What the exercise asks:
Report how many lines in the records below contain the word "Query", giving only the number.

Supplied records:

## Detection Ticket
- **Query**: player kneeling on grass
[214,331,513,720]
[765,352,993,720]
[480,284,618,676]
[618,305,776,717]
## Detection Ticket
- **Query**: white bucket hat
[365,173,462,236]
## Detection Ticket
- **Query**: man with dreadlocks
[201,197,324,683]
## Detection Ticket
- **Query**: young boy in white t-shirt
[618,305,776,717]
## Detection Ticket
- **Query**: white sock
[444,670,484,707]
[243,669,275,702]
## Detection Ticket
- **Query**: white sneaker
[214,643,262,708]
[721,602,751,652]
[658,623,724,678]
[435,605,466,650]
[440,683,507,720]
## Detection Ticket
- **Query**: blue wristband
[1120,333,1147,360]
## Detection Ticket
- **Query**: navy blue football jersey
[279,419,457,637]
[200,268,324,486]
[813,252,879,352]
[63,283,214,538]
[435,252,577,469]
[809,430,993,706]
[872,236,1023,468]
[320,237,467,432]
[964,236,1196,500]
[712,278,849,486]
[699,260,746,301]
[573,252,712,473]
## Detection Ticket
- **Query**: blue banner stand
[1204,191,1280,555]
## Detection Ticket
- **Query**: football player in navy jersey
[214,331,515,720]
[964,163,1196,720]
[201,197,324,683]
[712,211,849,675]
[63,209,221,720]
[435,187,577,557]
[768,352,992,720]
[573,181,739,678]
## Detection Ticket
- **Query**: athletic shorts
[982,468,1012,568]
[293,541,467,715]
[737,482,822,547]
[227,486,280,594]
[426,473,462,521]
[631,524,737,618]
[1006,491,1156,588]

* * *

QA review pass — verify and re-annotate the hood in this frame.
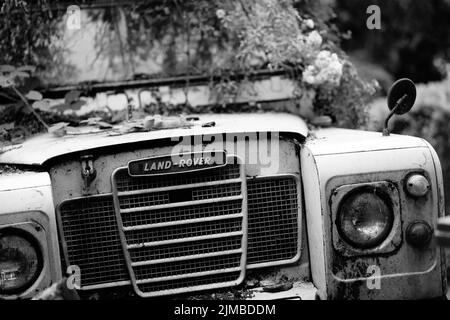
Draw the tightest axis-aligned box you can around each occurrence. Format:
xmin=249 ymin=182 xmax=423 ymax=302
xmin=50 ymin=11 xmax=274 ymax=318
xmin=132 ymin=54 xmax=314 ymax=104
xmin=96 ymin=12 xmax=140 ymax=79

Written reply:
11